* Vorliegender Text
Bezug von ALG I in den letzten zwei Jahren vor Rentenbeginn kann einer abschlagsfreien "Rente mit 63" entgegenstehen
SG Gießen 14.6.2016, S 17 R 391/15Der Kläger ist 1951 geboren. Er war als Vertriebsmitarbeiter beschäftigt, bis der Arbeitgeber das Arbeitsverhältnis zum 31.12.2012 aus betriebsbedingten Gründen kündigte. Der Kläger bezog ab dem 1.1.2013 ALG I und beantragte im Oktober 2014 die Zahlung einer Altersrente für besonders langjährig Versicherte ab Januar 2015.
Der beklagte Rentenversicherungsträger lehnte den Antrag ab, weil nur 525 statt der erforderlichen 540 Monate für die Wartezeit von 45 Jahren vorlägen. Der ALG-I-Bezug des Klägers über 24 Monate könne nicht auf die Wartezeit angerechnet werden, weil er in den letzten zwei Jahren vor Rentenbeginn erfolgt sei und die gesetzlich geregelten Ausnahmefälle nicht vorlägen.

* Inhalt des Materials
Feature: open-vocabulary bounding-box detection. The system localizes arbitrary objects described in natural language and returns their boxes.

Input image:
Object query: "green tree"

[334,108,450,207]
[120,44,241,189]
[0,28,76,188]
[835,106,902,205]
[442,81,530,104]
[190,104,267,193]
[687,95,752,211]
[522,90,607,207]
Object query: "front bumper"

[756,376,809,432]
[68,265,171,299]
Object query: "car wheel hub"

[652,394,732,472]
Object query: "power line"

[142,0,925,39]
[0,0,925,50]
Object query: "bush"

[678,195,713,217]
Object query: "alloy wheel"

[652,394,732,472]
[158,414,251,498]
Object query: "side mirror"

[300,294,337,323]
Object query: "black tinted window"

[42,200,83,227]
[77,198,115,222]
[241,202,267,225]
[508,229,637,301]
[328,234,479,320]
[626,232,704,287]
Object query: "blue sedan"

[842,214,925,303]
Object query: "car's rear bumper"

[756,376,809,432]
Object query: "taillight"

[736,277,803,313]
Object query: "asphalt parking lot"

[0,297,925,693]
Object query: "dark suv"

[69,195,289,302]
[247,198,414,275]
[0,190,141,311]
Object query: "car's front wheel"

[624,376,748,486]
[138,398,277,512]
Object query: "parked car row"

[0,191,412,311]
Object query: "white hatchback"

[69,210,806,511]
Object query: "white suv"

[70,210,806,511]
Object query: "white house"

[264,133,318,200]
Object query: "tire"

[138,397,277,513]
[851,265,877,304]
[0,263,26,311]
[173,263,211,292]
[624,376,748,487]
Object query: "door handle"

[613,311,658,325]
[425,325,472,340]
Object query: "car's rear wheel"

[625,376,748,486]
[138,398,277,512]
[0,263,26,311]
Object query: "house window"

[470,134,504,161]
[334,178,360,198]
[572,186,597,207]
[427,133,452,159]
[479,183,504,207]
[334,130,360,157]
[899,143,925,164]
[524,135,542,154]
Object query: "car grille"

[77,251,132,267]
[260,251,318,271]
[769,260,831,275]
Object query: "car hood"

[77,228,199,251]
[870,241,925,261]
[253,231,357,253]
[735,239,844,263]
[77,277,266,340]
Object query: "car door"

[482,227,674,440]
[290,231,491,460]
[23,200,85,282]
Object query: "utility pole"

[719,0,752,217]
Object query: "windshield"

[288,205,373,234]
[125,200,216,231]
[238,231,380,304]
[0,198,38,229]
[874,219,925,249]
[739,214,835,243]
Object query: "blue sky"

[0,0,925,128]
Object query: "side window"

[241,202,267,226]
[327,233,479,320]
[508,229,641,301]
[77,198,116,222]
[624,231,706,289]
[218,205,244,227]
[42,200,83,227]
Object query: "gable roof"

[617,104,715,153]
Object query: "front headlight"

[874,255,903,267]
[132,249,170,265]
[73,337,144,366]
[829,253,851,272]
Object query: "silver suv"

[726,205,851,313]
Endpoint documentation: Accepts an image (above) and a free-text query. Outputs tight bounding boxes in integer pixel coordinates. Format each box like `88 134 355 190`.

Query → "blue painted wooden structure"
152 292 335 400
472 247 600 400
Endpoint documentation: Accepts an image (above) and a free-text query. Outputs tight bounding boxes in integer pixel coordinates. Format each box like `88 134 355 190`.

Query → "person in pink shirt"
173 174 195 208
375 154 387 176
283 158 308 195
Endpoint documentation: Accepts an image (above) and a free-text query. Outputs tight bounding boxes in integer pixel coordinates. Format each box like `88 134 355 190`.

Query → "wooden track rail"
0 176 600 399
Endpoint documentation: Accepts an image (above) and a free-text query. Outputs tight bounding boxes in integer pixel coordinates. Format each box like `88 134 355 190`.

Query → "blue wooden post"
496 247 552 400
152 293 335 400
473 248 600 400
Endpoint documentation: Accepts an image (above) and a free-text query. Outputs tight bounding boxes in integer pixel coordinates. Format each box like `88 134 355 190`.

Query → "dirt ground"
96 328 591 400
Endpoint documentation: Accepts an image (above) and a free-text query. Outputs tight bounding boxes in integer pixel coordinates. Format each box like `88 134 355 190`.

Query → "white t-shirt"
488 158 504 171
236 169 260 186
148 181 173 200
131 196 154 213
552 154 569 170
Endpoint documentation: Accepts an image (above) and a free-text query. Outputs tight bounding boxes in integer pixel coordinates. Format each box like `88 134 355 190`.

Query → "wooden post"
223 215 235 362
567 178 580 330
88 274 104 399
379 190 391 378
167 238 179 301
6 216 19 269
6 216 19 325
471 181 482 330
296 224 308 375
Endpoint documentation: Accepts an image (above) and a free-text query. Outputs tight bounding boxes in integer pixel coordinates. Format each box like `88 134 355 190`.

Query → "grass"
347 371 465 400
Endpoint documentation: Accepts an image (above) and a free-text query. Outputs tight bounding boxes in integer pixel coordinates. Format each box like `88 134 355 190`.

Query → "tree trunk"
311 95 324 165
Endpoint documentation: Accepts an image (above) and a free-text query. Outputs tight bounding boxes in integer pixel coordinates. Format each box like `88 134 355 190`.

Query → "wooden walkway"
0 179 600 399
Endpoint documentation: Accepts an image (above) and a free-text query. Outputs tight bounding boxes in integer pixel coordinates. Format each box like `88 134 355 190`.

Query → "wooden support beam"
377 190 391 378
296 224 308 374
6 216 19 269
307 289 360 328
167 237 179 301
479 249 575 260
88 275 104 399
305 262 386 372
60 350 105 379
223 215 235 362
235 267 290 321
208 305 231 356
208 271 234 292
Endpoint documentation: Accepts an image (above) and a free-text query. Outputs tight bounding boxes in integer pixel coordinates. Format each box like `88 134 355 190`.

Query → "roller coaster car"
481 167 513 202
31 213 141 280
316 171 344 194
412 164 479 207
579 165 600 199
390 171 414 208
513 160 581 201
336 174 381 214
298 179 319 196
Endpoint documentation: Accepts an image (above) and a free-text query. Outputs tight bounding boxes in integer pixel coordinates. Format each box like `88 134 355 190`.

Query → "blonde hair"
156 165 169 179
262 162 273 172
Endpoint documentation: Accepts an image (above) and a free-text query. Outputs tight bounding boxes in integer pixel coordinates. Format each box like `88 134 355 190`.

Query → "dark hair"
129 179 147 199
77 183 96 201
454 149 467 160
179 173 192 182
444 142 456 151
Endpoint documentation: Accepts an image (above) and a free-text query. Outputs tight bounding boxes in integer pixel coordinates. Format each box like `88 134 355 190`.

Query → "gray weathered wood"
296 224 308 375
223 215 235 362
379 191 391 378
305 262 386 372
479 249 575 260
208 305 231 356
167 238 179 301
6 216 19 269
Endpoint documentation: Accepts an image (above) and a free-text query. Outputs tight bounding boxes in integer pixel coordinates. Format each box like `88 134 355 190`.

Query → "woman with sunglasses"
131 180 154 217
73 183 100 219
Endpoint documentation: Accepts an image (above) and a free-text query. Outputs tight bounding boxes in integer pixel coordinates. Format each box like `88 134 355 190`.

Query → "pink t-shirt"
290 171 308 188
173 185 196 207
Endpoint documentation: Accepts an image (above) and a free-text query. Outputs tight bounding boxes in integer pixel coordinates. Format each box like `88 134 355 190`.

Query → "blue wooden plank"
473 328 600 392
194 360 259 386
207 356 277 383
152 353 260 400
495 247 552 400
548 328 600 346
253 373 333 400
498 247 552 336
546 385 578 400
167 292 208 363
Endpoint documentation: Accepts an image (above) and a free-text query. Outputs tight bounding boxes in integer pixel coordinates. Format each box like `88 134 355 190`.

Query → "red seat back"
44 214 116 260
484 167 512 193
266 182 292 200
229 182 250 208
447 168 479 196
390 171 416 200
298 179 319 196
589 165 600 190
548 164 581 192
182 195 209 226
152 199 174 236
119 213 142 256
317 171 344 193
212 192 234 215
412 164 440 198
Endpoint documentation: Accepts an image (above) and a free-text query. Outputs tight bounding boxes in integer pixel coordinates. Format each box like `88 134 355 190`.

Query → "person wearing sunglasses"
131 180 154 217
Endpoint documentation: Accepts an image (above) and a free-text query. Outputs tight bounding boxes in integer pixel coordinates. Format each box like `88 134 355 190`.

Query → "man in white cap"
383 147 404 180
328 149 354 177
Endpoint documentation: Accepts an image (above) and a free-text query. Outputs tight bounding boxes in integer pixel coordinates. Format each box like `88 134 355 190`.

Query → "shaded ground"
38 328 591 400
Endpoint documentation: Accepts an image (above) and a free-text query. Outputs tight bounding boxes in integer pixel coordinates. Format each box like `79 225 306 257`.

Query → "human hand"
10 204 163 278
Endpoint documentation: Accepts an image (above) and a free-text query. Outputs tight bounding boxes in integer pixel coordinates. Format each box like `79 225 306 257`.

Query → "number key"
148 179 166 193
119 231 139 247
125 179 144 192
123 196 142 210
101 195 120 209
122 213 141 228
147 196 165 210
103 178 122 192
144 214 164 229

* Deine Aufgabe
Entnimm dem vorliegenden Text wörtlich den Abschnitt, der mit den Worten „Bezug von ALG“ beginnt und mit „ab Januar 2015.“ endet.

* Deine Lösung
Bezug von ALG I in den letzten zwei Jahren vor Rentenbeginn kann einer abschlagsfreien "Rente mit 63" entgegenstehen
SG Gießen 14.6.2016, S 17 R 391/15Der Kläger ist 1951 geboren. Er war als Vertriebsmitarbeiter beschäftigt, bis der Arbeitgeber das Arbeitsverhältnis zum 31.12.2012 aus betriebsbedingten Gründen kündigte. Der Kläger bezog ab dem 1.1.2013 ALG I und beantragte im Oktober 2014 die Zahlung einer Altersrente für besonders langjährig Versicherte ab Januar 2015.